## Material to process
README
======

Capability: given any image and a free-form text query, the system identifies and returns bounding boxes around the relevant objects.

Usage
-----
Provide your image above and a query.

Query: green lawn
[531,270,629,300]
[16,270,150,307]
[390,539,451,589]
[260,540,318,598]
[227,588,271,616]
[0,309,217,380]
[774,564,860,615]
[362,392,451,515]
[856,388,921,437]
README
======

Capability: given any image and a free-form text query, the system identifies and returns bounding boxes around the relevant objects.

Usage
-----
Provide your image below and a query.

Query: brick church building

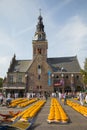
[3,14,83,96]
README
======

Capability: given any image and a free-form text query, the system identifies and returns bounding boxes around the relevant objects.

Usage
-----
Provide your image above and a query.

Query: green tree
[0,78,3,88]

## What is expected
Scale the lines from the first one up to and including the line with "[3,14,83,96]" by repeating them in full, requests included, with every bounding-box coordinate in the answers multiplied by 2 and rounded to a whole number, halves up. Leave the pictures out.

## Output below
README
======

Capability: given any image and a free-form text query, the system identifies and returns bounding boxes around the relevant objects.

Usage
-----
Provide your image above and a query.

Query: green lawn
[1062,540,1258,600]
[32,540,300,614]
[780,1078,902,1178]
[520,1080,636,1196]
[454,1176,542,1232]
[0,618,434,760]
[1548,1128,1720,1230]
[724,784,902,1030]
[1712,776,1842,874]
README
======

Capability: given any image and a free-form text query, the system identifies and returns bounding boxes around the relevant objects.

Usage
-----
Provide your image below and a query.

Query: brick church building

[6,28,166,192]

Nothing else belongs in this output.